### DATA SHOWN
....

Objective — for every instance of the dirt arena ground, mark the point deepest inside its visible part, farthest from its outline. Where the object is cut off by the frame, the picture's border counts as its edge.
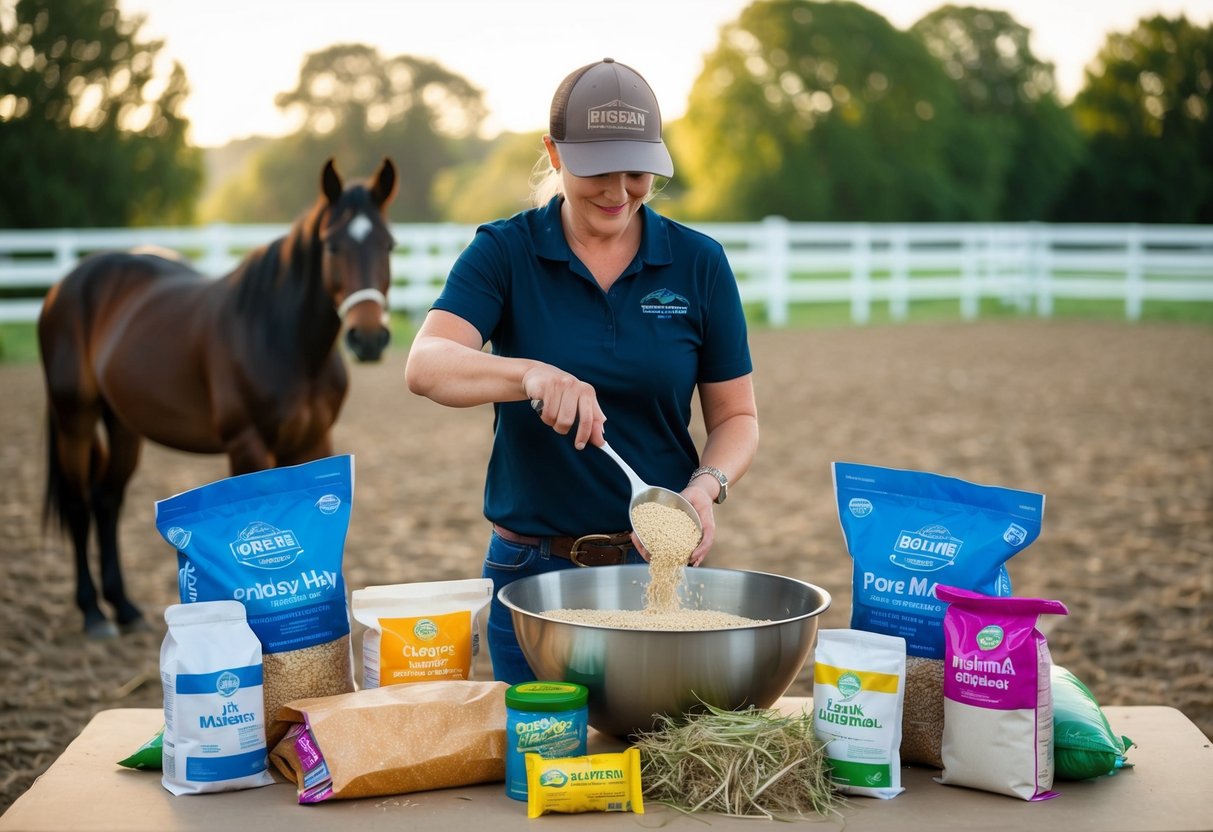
(1112, 422)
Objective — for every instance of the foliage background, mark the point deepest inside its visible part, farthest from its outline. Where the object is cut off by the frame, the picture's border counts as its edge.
(806, 108)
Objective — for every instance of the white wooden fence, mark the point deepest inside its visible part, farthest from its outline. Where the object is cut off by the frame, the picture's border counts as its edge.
(778, 263)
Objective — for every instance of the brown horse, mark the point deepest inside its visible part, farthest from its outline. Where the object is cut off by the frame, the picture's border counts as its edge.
(245, 365)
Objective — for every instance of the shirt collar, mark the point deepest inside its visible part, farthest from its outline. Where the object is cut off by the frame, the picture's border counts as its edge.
(550, 240)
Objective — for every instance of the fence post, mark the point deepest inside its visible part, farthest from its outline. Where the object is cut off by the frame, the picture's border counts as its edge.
(1134, 279)
(861, 274)
(1042, 269)
(66, 252)
(971, 281)
(775, 241)
(899, 275)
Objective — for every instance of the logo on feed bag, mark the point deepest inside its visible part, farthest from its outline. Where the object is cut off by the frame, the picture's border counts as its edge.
(263, 546)
(927, 550)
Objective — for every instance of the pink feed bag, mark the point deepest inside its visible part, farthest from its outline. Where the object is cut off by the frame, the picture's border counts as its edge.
(997, 694)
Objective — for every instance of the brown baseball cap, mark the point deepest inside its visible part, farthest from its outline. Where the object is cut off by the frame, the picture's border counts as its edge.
(605, 120)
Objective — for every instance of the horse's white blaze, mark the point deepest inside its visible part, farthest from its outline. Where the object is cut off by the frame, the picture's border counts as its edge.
(359, 227)
(363, 295)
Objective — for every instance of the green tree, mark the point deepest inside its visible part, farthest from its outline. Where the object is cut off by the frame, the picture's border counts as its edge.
(91, 132)
(1146, 112)
(824, 110)
(497, 186)
(1012, 96)
(360, 107)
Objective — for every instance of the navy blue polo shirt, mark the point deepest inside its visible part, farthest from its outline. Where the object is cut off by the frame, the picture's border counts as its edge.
(672, 319)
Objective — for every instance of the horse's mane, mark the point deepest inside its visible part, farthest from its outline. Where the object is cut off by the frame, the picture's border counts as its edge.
(280, 284)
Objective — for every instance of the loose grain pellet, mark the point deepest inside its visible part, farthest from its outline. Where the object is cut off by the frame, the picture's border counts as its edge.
(670, 536)
(922, 721)
(323, 670)
(675, 620)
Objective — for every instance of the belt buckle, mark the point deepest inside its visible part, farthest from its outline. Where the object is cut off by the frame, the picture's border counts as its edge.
(594, 541)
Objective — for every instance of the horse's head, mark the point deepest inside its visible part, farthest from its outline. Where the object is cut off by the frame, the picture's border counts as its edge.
(357, 257)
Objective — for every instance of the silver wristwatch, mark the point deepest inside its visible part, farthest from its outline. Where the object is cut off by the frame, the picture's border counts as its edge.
(719, 478)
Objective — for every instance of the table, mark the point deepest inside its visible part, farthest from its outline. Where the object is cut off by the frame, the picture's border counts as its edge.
(1169, 788)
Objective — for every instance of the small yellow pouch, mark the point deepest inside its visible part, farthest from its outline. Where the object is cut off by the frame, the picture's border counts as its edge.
(594, 782)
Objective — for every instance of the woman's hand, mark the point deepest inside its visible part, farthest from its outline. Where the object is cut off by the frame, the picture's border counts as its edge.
(567, 402)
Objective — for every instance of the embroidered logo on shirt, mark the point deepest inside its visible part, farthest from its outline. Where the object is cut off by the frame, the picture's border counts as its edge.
(664, 303)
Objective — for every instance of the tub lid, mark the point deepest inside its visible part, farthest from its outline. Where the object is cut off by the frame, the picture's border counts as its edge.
(546, 696)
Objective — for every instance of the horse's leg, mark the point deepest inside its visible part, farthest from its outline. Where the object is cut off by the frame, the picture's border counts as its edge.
(74, 452)
(107, 506)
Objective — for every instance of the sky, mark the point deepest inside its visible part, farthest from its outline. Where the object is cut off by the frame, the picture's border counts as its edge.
(239, 53)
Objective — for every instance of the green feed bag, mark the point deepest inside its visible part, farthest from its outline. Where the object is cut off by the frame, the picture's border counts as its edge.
(148, 756)
(1085, 745)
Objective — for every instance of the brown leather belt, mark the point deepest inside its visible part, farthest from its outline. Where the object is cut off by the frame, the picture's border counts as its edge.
(585, 551)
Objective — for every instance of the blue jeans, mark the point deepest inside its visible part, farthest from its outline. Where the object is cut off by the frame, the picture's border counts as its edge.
(504, 563)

....

### DO THIS
Rewrite all of the material above with every "Objective" replaced by "Goal" and nothing else changed. Leave out the pictures.

### THE SOLUTION
Goal — for every instance of the dirt arena ground, mark the point deepest inside its visible part, farthest from its outline. Where the object is cut off by the frame, the picture's border counts as its edge.
(1112, 422)
Goal — for every instance of the foliage background, mark the point deepest inside its visible part, farthest from its outline. Where the object is cut off by the frame, the picture's border counts as its edge.
(806, 108)
Goal — for every instance of the white wooden fence, mark the point deepest inside its visible part, farthest from its outline. Where the object is cut off by the frame, the picture's border counts as its edge.
(778, 263)
Goal — for every instance of the brown horse, mark the point deepest inside its visible part, farthest from its outline. Where the object is cut off by the frame, the picture's border counts as its edge.
(245, 365)
Goal — for every instance of the shirt collar, mark the point deepest inside its visible part, farthest from its outline. Where the object is cut off by the frame, the picture's border counts as its edge.
(550, 240)
Goal — for every instance of the fence post, mark the point deepest inside its visible part, farthest from its outline. Where the object is cut off by the frame, the picture's border counts as its edge.
(1134, 279)
(861, 274)
(1042, 269)
(66, 252)
(971, 281)
(775, 241)
(899, 275)
Goal — for every instance of the logo on feed bag, mark the point deepest inside its visible part, farthest from its outline. Where the object is cut off by the frame, the picture's border counts as its edge.
(263, 546)
(927, 550)
Goal — for every instance of the pink feed bag, mark the point deepest inside its visible part, farthest from its outline. Where the object is cut off by the frame, the picture's border counts as its edge.
(997, 694)
Goal — for every instance of the brown baseball cap, mark the point deepest inside its visible part, farthest from its outline. Where the object is cut off by the frame, the picture's border counts as its edge.
(605, 120)
Goal — for every instance of the horse's white blaze, mark the point deepest inside its visible part, farthest from its outline. Where the object is cut off by the frame, the picture's border counts as its edge.
(359, 227)
(363, 295)
Goal — for every instance of the green tree, mark the point deepest inside its visible part, farthest from its outline. Where the object is cut off by the frame, the picture's border counts as its edge.
(91, 132)
(1146, 112)
(824, 110)
(497, 186)
(1012, 96)
(360, 107)
Goal — for every instance of the navy blue polo shirt, mark the point deepest inside its visible part, farthest from its outline. Where the object is cut off by the frame, the picture's border counts as its edge.
(672, 319)
Goal — for every instance of the horse's mane, mark the point deepest inside its visible part, farthest from its outline. Where the object is cut off by the frame, the picture's border counts as its edge.
(280, 284)
Goal — for every instance of the loose grain pellet, mark the point deepest inside its visible part, farthest from its outline. Where the object is cut off by the frame, the picture's border counts as its edge.
(670, 536)
(922, 721)
(323, 670)
(675, 620)
Goal — for every instance of the belt buckle, mark the point deepest inside its visible part, farthest from its outline. Where the object is cut off by the frame, the picture's border counts as its edge.
(594, 541)
Goal — for every instance of the horse's head, mark the point deepest inside its visible part, farthest from its outline. Where the object is cut off by the frame, the picture's border counts as its edge.
(357, 257)
Goal — for every instance of the silver wristwatch, mark the point deepest inside its visible part, farthest from its outline. Where the object is cut off by the frame, the picture's border counts as its edge.
(719, 478)
Goal — for every instance of the table, mark the point deepest inside its visible part, farthest from its outline. Where the object is cut off by the frame, the picture's border counts as its edge.
(1169, 788)
Goal — for every instance of the small yellow pouch, mark the point deepest inside its visible part, farthest from its outline. Where the object is cut off by the frame, the picture's border counts as its edge.
(594, 782)
Goal — for every instance of the woman's hand, mark the point deepest inside its visible part, farthest from its outline. Where the object is cut off by the frame, the picture's border counts as its edge.
(567, 402)
Goal — for every instance of the embroidered logo on shirt, mark the point deepest inside its visible part, farthest from its outline. Where the object is cut off by the frame, the picture's border counts as its edge.
(664, 303)
Goal — for every instance of the tub lid, mark the point deepest inside its visible part, farthest from its outline. Where the object is cut off by the frame, the picture's border counts as its edge.
(546, 696)
Goal — for every instance of the horse's leg, mark the point deepest inside its visible part, farthest from its outline. Where the object is cut off by the frame, the picture's border counts as its edge.
(74, 452)
(107, 506)
Goal — for every instance of the sky, mark the point deepest inside its visible part, farthest from its outline. Where the object is cut off by the frame, the picture's border counts as its edge.
(239, 53)
Goal — for every instance of the green feed bag, mark the point deepest inside its visible part, farthest from its outline. Where the object is cut off by the frame, the picture's border counts as its edge.
(148, 756)
(1085, 745)
Goal — for every instance of the brown leather belt, mark the point deepest inside its visible part, farthest from its outline. Where the object is cut off by the frame, the picture's border counts as its edge.
(585, 551)
Goal — for every instance of the blue jeans, mark the point deepest inside its visible part, farthest from its outline. Where the object is cut off by the frame, the picture's border counts as its edge.
(504, 563)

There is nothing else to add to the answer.